> **TASK REQUIREMENTS**
Pick out each line in the records below that contains the word "path" and copy those lines out.

══════════

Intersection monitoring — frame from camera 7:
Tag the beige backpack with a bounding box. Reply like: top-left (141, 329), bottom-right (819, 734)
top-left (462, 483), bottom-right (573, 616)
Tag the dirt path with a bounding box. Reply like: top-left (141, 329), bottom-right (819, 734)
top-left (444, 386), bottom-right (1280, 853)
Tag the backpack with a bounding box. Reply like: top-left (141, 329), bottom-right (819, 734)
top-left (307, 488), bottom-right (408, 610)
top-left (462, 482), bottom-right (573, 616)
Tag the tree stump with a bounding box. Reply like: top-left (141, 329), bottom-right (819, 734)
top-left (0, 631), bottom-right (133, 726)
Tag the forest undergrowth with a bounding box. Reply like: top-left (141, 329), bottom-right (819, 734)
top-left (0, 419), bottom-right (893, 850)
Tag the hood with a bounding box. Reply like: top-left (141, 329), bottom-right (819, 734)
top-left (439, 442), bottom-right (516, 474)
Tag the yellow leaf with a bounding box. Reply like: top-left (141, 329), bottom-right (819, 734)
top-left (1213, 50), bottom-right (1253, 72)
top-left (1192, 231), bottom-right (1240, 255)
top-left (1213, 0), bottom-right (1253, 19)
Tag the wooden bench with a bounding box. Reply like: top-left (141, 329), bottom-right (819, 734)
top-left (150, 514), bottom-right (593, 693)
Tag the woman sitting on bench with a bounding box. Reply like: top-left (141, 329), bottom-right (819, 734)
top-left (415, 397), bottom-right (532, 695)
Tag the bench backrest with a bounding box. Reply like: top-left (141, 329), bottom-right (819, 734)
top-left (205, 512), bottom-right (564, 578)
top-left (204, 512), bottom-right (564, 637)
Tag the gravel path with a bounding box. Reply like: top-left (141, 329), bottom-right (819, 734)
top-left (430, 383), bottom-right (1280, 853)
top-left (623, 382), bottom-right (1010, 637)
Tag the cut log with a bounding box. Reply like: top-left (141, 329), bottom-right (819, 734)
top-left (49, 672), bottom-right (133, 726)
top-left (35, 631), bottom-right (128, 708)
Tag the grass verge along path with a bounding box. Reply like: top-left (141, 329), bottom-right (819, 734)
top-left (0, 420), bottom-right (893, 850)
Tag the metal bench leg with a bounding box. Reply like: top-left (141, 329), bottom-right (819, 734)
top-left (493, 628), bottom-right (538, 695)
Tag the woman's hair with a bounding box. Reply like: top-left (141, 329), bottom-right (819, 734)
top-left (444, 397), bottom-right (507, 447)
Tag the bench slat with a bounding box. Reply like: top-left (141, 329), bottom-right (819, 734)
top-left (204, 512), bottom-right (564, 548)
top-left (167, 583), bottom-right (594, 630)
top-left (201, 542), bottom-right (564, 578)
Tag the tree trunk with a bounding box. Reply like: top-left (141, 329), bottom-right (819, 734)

══════════

> **EXERCISE RESPONSE**
Tag the dirt path with a bounding box. Reply like: top-left (141, 329), bottom-right (819, 734)
Tag the gravel path with a bounding box. Reply like: top-left (141, 329), bottom-right (819, 734)
Tag the grass verge along path with a bounding box. Reply like: top-left (141, 329), bottom-right (819, 734)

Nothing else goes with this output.